- [주어진 자료]:

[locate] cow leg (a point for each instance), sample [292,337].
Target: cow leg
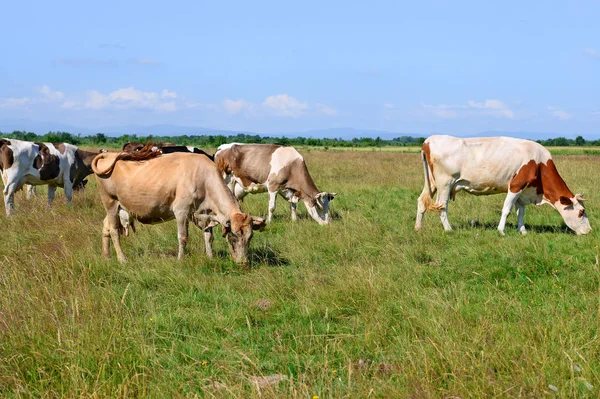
[51,193]
[509,202]
[272,201]
[111,229]
[106,238]
[182,234]
[9,198]
[423,204]
[31,192]
[293,200]
[521,217]
[68,191]
[442,203]
[208,239]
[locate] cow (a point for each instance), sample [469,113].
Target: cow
[182,186]
[522,169]
[256,168]
[166,148]
[80,167]
[24,162]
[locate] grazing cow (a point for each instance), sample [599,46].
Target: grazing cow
[57,165]
[521,168]
[256,168]
[80,167]
[165,148]
[178,186]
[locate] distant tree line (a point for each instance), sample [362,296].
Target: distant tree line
[213,141]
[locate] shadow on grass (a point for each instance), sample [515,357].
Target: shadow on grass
[266,255]
[510,226]
[333,215]
[257,256]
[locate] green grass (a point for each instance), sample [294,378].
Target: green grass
[363,307]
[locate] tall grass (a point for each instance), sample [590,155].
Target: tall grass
[363,307]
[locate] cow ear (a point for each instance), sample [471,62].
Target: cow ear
[258,223]
[565,201]
[226,228]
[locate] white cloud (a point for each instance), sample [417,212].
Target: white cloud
[13,102]
[76,62]
[471,108]
[494,107]
[50,95]
[168,94]
[236,106]
[442,110]
[590,52]
[127,98]
[325,110]
[280,105]
[143,61]
[559,113]
[47,96]
[284,105]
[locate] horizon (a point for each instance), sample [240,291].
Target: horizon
[277,69]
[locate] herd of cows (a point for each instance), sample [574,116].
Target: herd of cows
[156,182]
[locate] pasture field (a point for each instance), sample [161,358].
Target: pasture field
[364,307]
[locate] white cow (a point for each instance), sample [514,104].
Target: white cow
[522,169]
[55,165]
[256,168]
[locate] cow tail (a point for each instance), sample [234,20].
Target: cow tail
[429,188]
[108,170]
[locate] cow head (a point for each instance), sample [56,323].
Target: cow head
[318,209]
[238,233]
[126,222]
[573,212]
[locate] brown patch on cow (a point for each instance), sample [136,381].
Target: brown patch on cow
[81,168]
[132,146]
[427,151]
[527,176]
[239,221]
[546,180]
[60,147]
[565,201]
[6,155]
[48,164]
[224,166]
[137,146]
[145,154]
[554,186]
[247,162]
[295,176]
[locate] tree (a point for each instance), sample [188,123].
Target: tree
[99,138]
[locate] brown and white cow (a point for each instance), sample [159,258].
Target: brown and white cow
[481,166]
[80,162]
[166,148]
[23,162]
[156,188]
[256,168]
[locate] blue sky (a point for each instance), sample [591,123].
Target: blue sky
[274,67]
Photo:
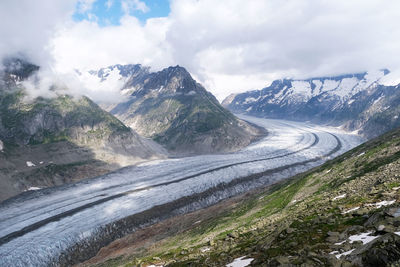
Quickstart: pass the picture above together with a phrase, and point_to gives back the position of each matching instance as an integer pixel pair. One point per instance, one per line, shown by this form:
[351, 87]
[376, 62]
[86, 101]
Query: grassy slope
[292, 218]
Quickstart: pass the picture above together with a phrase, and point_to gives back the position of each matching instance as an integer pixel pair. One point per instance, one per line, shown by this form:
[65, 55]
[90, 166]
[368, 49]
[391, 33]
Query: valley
[70, 223]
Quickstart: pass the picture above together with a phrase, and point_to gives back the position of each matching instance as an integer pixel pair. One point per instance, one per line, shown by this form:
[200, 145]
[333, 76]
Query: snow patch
[250, 100]
[329, 85]
[302, 88]
[341, 254]
[240, 262]
[365, 238]
[33, 188]
[350, 210]
[205, 249]
[382, 203]
[191, 93]
[317, 89]
[30, 164]
[339, 197]
[345, 87]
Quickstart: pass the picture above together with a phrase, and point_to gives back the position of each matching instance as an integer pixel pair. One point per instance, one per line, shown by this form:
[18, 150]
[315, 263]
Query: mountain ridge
[173, 109]
[357, 102]
[51, 141]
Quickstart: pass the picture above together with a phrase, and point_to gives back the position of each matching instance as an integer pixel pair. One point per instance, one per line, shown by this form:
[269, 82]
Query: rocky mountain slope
[51, 141]
[356, 101]
[170, 107]
[343, 213]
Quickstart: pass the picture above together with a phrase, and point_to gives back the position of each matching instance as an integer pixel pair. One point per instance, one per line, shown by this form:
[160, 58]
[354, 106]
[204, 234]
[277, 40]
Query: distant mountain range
[52, 141]
[358, 102]
[170, 107]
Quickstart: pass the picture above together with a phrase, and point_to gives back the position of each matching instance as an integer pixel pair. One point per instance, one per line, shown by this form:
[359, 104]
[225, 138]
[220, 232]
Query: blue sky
[109, 12]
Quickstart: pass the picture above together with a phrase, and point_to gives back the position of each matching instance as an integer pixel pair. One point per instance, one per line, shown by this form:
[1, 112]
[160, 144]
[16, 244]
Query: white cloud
[228, 45]
[85, 5]
[109, 4]
[129, 6]
[28, 25]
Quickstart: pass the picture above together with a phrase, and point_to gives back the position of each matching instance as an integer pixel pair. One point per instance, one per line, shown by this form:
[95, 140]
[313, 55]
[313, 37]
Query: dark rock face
[51, 141]
[170, 107]
[356, 101]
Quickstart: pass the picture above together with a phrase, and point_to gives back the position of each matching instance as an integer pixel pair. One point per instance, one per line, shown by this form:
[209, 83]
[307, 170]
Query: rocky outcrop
[355, 101]
[383, 251]
[52, 141]
[170, 107]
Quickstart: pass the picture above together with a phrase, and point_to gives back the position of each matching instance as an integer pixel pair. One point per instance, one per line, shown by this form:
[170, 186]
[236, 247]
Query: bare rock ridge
[355, 101]
[170, 107]
[52, 141]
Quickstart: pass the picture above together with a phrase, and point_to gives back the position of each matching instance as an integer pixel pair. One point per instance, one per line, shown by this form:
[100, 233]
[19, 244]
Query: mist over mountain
[170, 107]
[357, 102]
[52, 141]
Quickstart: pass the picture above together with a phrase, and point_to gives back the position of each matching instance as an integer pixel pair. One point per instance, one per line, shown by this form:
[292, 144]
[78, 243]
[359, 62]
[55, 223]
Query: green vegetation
[299, 218]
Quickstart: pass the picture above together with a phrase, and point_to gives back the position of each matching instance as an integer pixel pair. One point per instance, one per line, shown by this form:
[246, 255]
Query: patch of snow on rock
[33, 188]
[342, 254]
[329, 85]
[302, 88]
[363, 237]
[240, 262]
[346, 86]
[382, 203]
[250, 100]
[351, 210]
[30, 164]
[339, 197]
[317, 89]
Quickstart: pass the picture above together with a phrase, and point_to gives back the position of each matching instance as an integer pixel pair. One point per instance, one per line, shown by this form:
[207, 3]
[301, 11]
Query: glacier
[38, 227]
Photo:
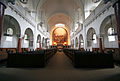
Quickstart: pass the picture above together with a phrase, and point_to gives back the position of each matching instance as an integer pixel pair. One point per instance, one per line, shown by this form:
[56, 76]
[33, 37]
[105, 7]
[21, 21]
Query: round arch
[81, 40]
[28, 36]
[11, 32]
[109, 41]
[76, 42]
[51, 37]
[90, 34]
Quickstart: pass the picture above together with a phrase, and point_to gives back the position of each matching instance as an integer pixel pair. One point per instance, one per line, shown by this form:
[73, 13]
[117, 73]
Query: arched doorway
[60, 36]
[28, 39]
[11, 32]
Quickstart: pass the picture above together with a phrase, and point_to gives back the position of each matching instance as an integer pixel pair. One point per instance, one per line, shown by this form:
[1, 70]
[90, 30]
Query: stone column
[40, 46]
[117, 14]
[79, 45]
[100, 44]
[19, 44]
[2, 10]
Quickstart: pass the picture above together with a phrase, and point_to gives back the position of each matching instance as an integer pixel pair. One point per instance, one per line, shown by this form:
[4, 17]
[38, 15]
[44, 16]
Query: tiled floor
[59, 68]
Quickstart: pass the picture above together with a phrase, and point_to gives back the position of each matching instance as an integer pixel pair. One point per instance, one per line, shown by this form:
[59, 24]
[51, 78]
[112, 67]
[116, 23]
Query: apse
[60, 35]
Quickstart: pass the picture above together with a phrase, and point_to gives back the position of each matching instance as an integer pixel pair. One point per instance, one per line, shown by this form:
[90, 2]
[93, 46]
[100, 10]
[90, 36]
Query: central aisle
[59, 68]
[59, 61]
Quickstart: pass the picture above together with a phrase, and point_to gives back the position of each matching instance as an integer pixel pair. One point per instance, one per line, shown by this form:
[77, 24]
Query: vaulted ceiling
[60, 11]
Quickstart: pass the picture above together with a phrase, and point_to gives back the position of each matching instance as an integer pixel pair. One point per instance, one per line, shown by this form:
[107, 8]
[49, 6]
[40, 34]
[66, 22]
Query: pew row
[30, 59]
[85, 59]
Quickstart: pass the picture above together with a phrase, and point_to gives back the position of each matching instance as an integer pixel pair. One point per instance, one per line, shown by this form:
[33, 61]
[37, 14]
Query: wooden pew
[85, 59]
[30, 59]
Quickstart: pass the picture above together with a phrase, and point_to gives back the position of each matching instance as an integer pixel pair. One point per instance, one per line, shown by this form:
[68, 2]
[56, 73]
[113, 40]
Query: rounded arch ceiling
[59, 18]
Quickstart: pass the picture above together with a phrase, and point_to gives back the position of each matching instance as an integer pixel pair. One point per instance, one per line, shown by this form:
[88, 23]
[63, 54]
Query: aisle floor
[59, 68]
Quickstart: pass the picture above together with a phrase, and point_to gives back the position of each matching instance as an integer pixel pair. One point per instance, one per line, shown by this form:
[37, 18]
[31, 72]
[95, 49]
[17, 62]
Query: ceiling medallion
[24, 1]
[95, 1]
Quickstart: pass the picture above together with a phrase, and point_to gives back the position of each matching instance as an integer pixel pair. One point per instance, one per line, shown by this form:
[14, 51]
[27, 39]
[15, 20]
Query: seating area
[3, 55]
[87, 59]
[30, 59]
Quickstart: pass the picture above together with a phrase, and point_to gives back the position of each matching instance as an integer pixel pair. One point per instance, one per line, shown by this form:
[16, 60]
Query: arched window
[94, 38]
[111, 36]
[9, 31]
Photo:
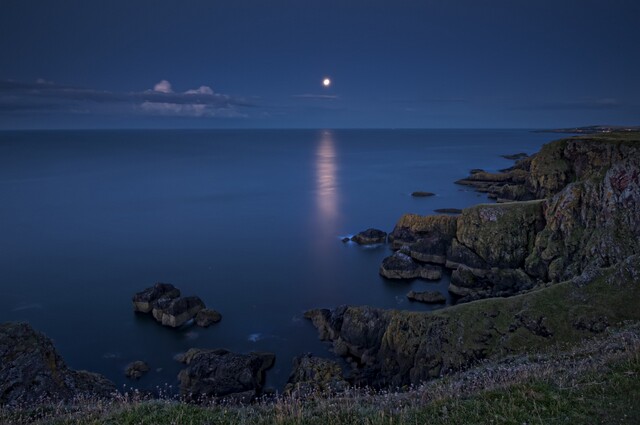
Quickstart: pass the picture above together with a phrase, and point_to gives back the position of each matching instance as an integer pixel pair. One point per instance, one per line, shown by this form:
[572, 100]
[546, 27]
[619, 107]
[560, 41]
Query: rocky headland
[555, 261]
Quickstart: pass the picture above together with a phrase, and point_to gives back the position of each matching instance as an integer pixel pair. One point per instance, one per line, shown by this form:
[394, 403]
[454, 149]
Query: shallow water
[250, 221]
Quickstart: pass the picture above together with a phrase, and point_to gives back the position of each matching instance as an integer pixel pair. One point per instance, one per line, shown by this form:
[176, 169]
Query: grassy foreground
[597, 381]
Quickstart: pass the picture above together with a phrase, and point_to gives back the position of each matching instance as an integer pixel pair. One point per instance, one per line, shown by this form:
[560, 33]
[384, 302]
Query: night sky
[260, 63]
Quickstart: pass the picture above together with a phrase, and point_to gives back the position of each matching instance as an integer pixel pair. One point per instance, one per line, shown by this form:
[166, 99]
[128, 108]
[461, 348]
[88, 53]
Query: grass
[597, 381]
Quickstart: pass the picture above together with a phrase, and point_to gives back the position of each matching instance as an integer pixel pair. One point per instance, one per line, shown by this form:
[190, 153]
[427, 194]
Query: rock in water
[223, 374]
[31, 370]
[145, 300]
[312, 374]
[176, 312]
[429, 297]
[401, 266]
[370, 237]
[206, 317]
[136, 370]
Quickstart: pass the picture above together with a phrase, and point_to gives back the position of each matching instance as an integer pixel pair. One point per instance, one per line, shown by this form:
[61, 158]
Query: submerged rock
[401, 266]
[176, 312]
[207, 317]
[314, 374]
[223, 374]
[370, 237]
[32, 371]
[136, 370]
[144, 301]
[429, 297]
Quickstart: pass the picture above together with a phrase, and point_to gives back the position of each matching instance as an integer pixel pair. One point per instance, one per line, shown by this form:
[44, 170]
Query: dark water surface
[250, 221]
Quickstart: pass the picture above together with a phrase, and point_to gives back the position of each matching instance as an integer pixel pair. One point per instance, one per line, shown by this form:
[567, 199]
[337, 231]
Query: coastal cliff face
[566, 252]
[31, 370]
[582, 210]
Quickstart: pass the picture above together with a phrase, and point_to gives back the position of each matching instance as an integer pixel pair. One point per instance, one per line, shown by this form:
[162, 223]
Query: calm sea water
[250, 221]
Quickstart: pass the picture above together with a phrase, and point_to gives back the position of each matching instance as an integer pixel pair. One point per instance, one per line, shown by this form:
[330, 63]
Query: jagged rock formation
[390, 347]
[583, 207]
[567, 256]
[314, 374]
[31, 370]
[223, 374]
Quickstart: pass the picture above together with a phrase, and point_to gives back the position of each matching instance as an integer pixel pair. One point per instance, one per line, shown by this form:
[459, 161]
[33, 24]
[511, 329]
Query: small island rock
[207, 317]
[144, 301]
[429, 297]
[136, 370]
[370, 237]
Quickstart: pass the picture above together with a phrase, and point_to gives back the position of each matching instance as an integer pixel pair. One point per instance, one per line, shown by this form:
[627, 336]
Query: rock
[144, 301]
[223, 374]
[314, 374]
[515, 156]
[31, 371]
[448, 211]
[396, 348]
[402, 266]
[207, 317]
[176, 312]
[422, 194]
[429, 297]
[370, 237]
[412, 227]
[136, 370]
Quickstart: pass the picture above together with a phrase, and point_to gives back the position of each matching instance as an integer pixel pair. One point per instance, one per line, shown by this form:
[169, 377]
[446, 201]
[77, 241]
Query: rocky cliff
[563, 244]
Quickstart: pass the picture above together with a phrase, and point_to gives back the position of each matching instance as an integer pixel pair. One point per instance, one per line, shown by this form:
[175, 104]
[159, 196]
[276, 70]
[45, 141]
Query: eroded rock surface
[222, 374]
[32, 371]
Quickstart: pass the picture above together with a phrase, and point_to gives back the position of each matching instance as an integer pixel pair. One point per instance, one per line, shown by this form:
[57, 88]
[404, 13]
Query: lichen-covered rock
[370, 237]
[206, 317]
[412, 227]
[223, 374]
[31, 370]
[136, 370]
[429, 297]
[144, 301]
[501, 235]
[312, 374]
[401, 266]
[393, 347]
[176, 312]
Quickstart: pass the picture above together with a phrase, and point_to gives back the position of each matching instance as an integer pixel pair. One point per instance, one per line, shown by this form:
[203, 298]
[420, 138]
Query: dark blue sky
[258, 63]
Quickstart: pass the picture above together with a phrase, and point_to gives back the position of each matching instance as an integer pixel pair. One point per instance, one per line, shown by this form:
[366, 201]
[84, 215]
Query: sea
[251, 221]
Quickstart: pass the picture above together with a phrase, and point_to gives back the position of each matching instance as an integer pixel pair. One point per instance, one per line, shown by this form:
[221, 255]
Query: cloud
[18, 96]
[315, 96]
[572, 105]
[163, 87]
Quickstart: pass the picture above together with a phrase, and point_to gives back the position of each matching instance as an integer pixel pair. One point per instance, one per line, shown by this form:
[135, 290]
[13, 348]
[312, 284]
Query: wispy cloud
[315, 96]
[571, 105]
[19, 96]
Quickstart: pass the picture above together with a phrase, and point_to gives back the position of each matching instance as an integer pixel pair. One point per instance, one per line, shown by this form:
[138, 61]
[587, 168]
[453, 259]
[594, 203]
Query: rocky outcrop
[166, 305]
[176, 312]
[312, 374]
[207, 317]
[370, 237]
[401, 266]
[136, 370]
[388, 347]
[145, 300]
[223, 375]
[421, 194]
[429, 297]
[32, 371]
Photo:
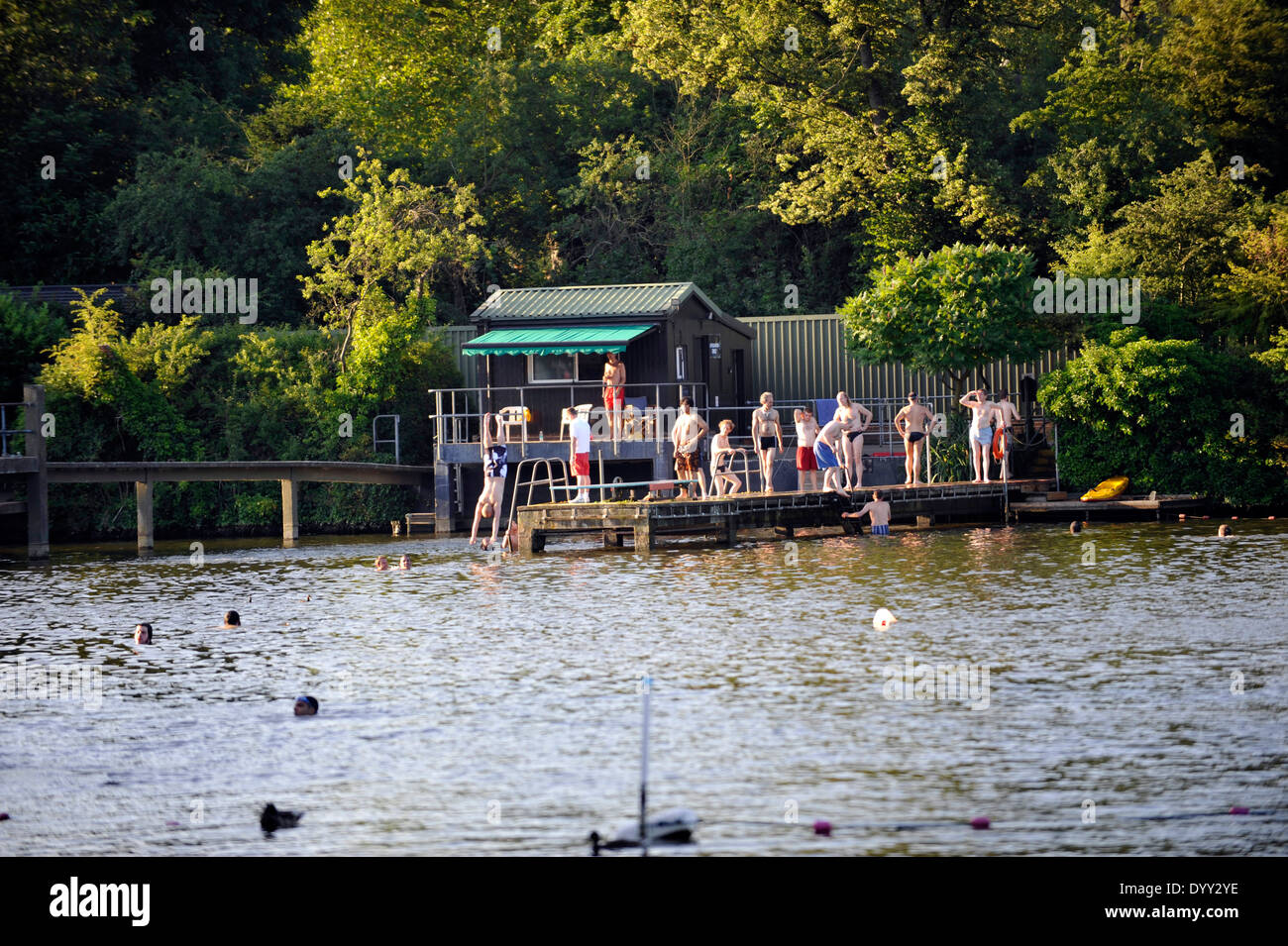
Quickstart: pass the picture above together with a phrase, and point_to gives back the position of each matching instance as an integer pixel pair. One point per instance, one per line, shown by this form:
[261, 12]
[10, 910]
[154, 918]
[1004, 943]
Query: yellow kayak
[1107, 490]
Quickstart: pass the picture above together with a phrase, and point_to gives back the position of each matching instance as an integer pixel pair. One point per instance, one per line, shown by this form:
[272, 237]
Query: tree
[949, 312]
[1160, 412]
[399, 237]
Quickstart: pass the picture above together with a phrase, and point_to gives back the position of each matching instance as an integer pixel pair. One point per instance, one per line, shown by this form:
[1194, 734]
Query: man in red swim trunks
[614, 392]
[806, 464]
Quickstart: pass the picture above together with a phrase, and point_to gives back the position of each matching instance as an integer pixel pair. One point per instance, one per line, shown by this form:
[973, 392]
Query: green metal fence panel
[804, 357]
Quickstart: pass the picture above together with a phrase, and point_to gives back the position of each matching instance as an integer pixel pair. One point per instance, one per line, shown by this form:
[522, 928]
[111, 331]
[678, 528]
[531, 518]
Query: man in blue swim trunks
[879, 510]
[983, 413]
[825, 450]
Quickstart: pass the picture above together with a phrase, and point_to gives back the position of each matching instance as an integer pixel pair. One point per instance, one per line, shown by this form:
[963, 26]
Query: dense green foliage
[1173, 416]
[377, 164]
[949, 312]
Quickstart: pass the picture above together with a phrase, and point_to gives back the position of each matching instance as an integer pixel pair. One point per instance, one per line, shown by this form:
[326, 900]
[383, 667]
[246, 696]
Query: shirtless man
[721, 461]
[806, 464]
[687, 435]
[911, 422]
[1008, 416]
[825, 450]
[879, 511]
[767, 435]
[980, 438]
[855, 417]
[614, 392]
[492, 450]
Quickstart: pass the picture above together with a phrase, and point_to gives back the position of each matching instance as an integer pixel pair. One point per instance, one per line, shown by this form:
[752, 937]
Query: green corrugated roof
[589, 301]
[554, 340]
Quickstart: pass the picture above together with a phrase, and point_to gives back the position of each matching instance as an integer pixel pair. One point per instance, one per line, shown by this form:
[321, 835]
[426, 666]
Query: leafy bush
[1166, 413]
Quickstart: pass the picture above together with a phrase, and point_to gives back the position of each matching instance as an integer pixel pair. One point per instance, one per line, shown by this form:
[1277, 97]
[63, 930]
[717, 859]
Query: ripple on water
[1149, 683]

- [과제 내용]: 위 자료에서 문자열 "cows"이(가) 포함된 줄을 모두 추출하여 한 줄씩 옮겨 적으십시오.

- [풀이 결과]:
[locate] herd of cows (a point for each instance), sample [574,116].
Target: herd of cows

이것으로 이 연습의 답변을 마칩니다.